PAGE:
--- begin ---

Punjab-Haryana High Court

Rohan & Rajdeep Infrastructure Pvt. Ltd vs Commissioner, Central Excise And ... on 29 April, 2015

Author: G.S.Sandhawalia

Bench: G.S.Sandhawalia

STA No.06 of 2015                                                         -1-
                                                                     SAILESH RANJAN
                                                                     2015.04.29 17:59
                                                                     I attest to the accuracy and
                                                                     integrity of this document




 IN THE HIGH COURT OF PUNJAB & HARYANA AT CHANDIGARH

                                                   STA No.06 of 2015
                                                   Reserved on:21.04.2015
                                                   Date of decision:29.04.2015

Rohan & Rajdeep Infrastructure Pvt. Ltd.

                                                                           ....Appellant
                                        Versus


Commissioner, Central Excise & Service Tax, Ludhiana Commissionerate

                                                                      ......Respondent


CORAM: HON'BLE MR.JUSTICE S.J.VAZIFDAR, ACTING CHIEF JUSTICE
           HON'BLE MR.JUSTICE G.S.SANDHAWALIA


Present:     Mr.P.K.Sahu, Advocate, for the appellant.

             Mr.Sunish Bindlish, Advocate, for the respondent.

                                 ****

G.S.Sandhawalia J.

--- end ---

MATERIAL PROVIDED:
--- begin ---

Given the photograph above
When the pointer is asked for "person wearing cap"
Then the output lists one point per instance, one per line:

--- end ---

OBJECTIVES:
1. Using the judgment on the page, answer each question on its own line:
(a) On what date was the case reserved?
(b) Which advocate appeared for the respondent?
(c) Which company is the appellant?
2. List every person named in the judgment, one per line.

SOLUTIONS PER TASK:
1.
(a) 21.04.2015
(b) Mr. Sunish Bindlish
(c) Rohan & Rajdeep Infrastructure Pvt. Ltd.

2.
G.S. Sandhawalia
Sailesh Ranjan
S.J. Vazifdar
P.K. Sahu
Sunish Bindlish